PROBLEM A:
Answer these questions using the text on importing numpy:
(i) What shorter name do people typically give numpy when loading it?
(ii) What result does `u*v` return in the example?
(iii) Which import statement does the text say it will always use?
PROBLEM B:
Write the next part of the text on importing numpy, picking up after its final sentence.
* begin DOCUMENT *
Note in passing that if we wanted to separate the functionality of
numpy from that of Python itself, we could import it so that all of
numpy is a class.
Most people find typing e.g. `numpy.array` tedious. In order
to shorten that notation, they load numpy with a shorter name, typically
`np`. Observe too what happens when you multiply arrays.

>>> import numpy as np >>> v=np.array([1,2,3]) >>> u=np.array([-1,-2,-3]) >>> u+v array([0, 0, 0]) >>> u*v array([-1, -4, -9])

For emphasis, if you prefer to use numpy constructs as essential parts
of Python, then import numpy using the statement `from numpy import *`.
If you like using it as its own independent class in Python, use something
like `import numpy` or `import numpy as np`. We will always
use the first format so we do not have to prepend numpy or np to every
numpy construct. We nod to those who say that it is unwise to use this
form, because names from numpy could overwrite native names for Python.
* end DOCUMENT *
* begin RAW RECORDS *
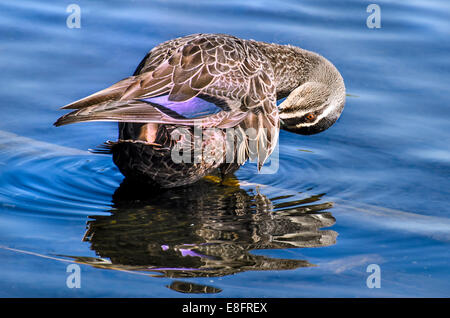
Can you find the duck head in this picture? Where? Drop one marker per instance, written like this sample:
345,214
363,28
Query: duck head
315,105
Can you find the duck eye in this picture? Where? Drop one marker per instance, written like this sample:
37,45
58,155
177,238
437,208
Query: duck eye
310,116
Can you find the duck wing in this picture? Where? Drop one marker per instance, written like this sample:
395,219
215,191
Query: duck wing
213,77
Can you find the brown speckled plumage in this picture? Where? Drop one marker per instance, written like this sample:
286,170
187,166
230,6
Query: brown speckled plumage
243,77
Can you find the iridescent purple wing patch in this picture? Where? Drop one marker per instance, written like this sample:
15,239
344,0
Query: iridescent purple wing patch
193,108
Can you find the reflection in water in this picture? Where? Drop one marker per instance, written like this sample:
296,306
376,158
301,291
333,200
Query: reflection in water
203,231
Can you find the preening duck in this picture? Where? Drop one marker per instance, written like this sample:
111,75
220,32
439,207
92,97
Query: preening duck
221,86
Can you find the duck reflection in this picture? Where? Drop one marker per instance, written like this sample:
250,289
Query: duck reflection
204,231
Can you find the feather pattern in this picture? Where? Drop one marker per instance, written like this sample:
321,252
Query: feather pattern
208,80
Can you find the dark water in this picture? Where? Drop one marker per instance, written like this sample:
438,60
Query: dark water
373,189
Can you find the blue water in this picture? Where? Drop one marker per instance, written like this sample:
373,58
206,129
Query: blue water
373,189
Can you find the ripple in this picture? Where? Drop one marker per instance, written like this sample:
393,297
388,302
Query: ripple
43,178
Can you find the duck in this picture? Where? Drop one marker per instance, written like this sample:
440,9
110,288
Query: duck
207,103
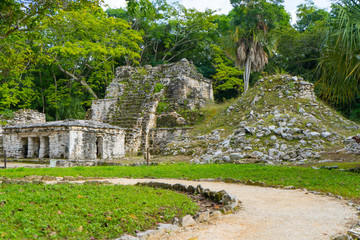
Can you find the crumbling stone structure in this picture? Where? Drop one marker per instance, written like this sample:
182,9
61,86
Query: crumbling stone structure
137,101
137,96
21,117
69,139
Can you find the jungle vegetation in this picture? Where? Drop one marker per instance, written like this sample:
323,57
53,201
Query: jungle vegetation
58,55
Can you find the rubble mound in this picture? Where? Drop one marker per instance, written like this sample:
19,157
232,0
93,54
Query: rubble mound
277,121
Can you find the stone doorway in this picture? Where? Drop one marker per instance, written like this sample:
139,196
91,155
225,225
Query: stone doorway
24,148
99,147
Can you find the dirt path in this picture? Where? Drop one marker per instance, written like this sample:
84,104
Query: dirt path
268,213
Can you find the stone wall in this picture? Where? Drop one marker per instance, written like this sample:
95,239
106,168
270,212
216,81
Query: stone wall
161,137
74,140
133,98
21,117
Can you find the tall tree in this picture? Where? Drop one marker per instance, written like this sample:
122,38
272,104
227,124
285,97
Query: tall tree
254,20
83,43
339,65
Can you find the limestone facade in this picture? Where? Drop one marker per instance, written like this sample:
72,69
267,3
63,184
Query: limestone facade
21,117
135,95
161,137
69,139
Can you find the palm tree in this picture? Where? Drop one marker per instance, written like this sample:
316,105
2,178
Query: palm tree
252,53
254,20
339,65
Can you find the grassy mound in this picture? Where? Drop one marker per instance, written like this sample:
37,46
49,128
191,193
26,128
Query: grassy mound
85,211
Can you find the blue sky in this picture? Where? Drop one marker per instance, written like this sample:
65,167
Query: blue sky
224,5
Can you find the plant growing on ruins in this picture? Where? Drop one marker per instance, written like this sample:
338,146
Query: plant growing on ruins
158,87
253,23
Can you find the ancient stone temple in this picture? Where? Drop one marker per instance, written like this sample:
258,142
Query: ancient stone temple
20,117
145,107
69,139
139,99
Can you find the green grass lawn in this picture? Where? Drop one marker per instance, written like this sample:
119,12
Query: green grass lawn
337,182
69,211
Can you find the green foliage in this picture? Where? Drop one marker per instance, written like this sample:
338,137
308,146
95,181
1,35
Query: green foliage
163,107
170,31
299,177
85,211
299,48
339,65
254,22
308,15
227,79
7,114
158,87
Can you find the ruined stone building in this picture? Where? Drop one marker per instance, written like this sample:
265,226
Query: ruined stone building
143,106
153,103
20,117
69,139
* end RAW RECORDS *
* begin RAW RECORDS *
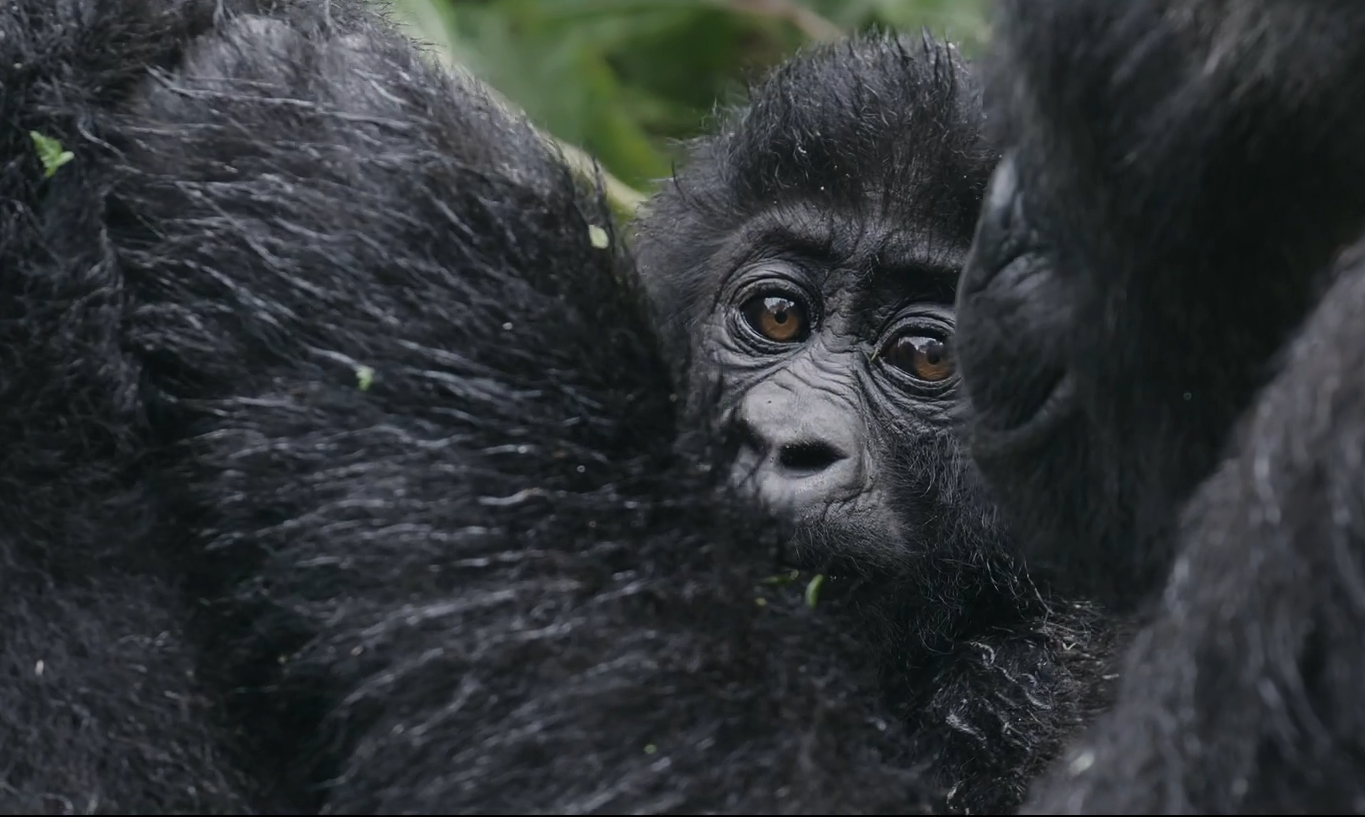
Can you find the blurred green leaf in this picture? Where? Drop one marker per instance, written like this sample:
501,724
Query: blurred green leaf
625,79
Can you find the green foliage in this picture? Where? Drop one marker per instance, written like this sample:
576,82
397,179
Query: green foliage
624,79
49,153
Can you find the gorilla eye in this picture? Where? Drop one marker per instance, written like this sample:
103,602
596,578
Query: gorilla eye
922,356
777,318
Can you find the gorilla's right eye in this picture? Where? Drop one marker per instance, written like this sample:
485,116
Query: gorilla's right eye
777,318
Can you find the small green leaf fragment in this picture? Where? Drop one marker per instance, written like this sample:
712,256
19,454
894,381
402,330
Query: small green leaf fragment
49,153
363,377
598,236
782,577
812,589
* end RAW RECORDS *
RIGHT ANSWER A:
(i) `np`
(ii) `array([-1, -4, -9])`
(iii) `from numpy import *`

RIGHT ANSWER B:
We have have never had a problem with this, and see too many advantages to
not having to prepend "np." to everything to do otherwise.

The array class can do structures of higher dimension as well, but it has one
minor flaw, from a mathematician's point of view: it does not know about matrix
multiplication. It can do that using the `dot` function, so if you like
the array class, you may use it. Since this is a math class, we will be doing
linear algebra exclusively, so if you like you could use the matrix,
which is designed to treat all arrays as two-dimensional, and knows about
matrix multiplication.
This is easier to see in action.

>>> v=matrix([1,2,3]) >>> u=matrix([-1,-2,-3]) >>> v matrix([[1, 2, 3]]) >>> v.T matrix([[1], [2], [3]]) >>> u*v.T matrix([[-14]]) >>> u.T*v matrix([[-1, -2, -3], [-2, -4, -6], [-3, -6, -9]])

Here we defined both `u` and `v` as 1×3 matrices.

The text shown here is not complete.